* WHAT IS BEING ASKED:
Give the number of lines below with "eyeglasses" in them, leaving out anything else.

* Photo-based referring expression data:

=======

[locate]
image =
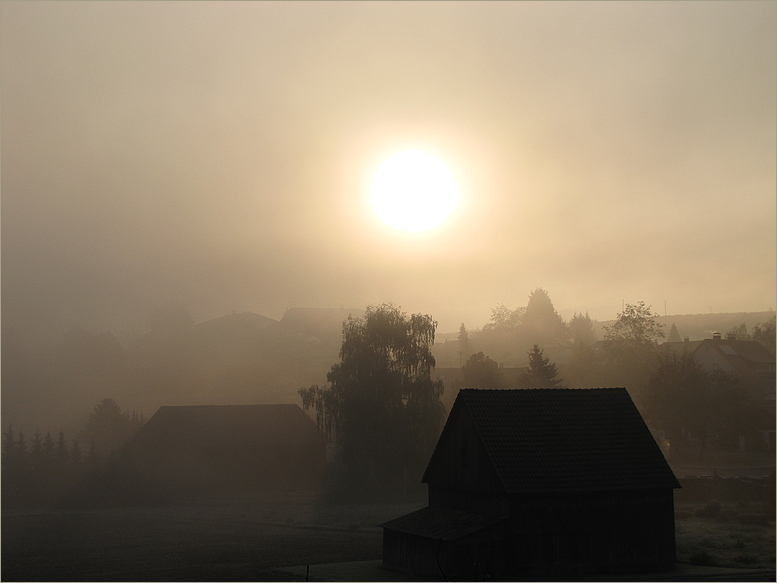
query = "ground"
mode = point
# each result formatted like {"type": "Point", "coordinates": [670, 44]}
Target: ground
{"type": "Point", "coordinates": [249, 540]}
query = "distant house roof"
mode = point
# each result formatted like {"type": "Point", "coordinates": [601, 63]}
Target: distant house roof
{"type": "Point", "coordinates": [256, 424]}
{"type": "Point", "coordinates": [562, 440]}
{"type": "Point", "coordinates": [742, 356]}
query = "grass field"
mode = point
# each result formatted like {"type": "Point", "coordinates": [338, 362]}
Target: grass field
{"type": "Point", "coordinates": [731, 539]}
{"type": "Point", "coordinates": [244, 541]}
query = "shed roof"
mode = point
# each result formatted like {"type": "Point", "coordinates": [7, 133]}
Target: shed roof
{"type": "Point", "coordinates": [439, 522]}
{"type": "Point", "coordinates": [563, 440]}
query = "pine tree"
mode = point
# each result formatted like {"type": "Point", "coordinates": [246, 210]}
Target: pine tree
{"type": "Point", "coordinates": [542, 373]}
{"type": "Point", "coordinates": [464, 346]}
{"type": "Point", "coordinates": [674, 334]}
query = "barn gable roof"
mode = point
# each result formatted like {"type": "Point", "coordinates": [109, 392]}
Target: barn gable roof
{"type": "Point", "coordinates": [564, 440]}
{"type": "Point", "coordinates": [265, 424]}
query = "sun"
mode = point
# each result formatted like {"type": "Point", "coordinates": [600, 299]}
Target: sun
{"type": "Point", "coordinates": [414, 191]}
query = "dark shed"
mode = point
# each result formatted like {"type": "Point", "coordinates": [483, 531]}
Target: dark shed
{"type": "Point", "coordinates": [539, 481]}
{"type": "Point", "coordinates": [230, 448]}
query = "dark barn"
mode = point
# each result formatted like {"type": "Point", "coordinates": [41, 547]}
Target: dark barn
{"type": "Point", "coordinates": [539, 482]}
{"type": "Point", "coordinates": [226, 449]}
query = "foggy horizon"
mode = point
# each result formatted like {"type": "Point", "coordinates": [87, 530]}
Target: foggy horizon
{"type": "Point", "coordinates": [218, 156]}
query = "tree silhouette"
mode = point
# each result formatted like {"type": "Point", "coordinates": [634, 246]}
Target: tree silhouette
{"type": "Point", "coordinates": [480, 372]}
{"type": "Point", "coordinates": [382, 406]}
{"type": "Point", "coordinates": [581, 330]}
{"type": "Point", "coordinates": [541, 374]}
{"type": "Point", "coordinates": [632, 343]}
{"type": "Point", "coordinates": [541, 324]}
{"type": "Point", "coordinates": [108, 427]}
{"type": "Point", "coordinates": [674, 334]}
{"type": "Point", "coordinates": [765, 334]}
{"type": "Point", "coordinates": [464, 347]}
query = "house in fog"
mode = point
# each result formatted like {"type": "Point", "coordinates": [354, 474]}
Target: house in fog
{"type": "Point", "coordinates": [539, 482]}
{"type": "Point", "coordinates": [224, 449]}
{"type": "Point", "coordinates": [752, 365]}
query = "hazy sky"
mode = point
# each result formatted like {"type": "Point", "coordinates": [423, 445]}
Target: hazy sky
{"type": "Point", "coordinates": [219, 154]}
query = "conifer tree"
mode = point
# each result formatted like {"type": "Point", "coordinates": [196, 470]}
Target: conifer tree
{"type": "Point", "coordinates": [674, 334]}
{"type": "Point", "coordinates": [542, 373]}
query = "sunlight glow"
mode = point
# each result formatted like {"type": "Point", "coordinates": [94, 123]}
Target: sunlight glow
{"type": "Point", "coordinates": [414, 191]}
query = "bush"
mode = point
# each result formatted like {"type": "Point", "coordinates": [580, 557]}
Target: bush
{"type": "Point", "coordinates": [755, 518]}
{"type": "Point", "coordinates": [710, 510]}
{"type": "Point", "coordinates": [702, 558]}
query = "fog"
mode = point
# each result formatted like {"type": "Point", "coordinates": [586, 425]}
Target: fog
{"type": "Point", "coordinates": [218, 155]}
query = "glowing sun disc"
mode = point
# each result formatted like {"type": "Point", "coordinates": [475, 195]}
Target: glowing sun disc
{"type": "Point", "coordinates": [414, 191]}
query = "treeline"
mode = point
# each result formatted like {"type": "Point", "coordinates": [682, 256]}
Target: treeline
{"type": "Point", "coordinates": [674, 393]}
{"type": "Point", "coordinates": [237, 358]}
{"type": "Point", "coordinates": [92, 469]}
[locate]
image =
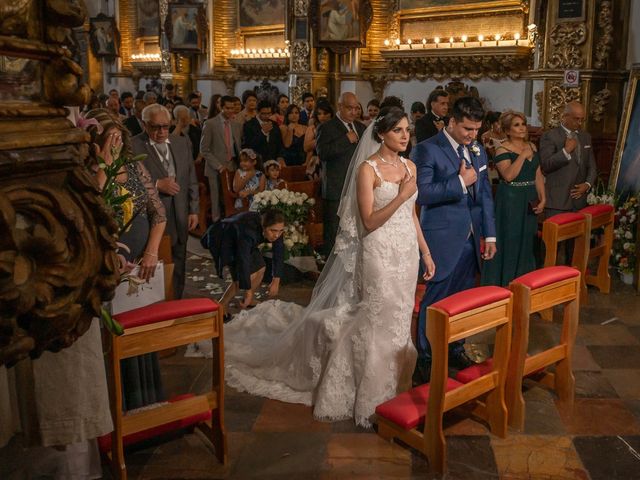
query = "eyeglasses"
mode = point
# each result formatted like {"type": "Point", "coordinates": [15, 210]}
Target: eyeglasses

=======

* RESULT FOR THIS EXERCISE:
2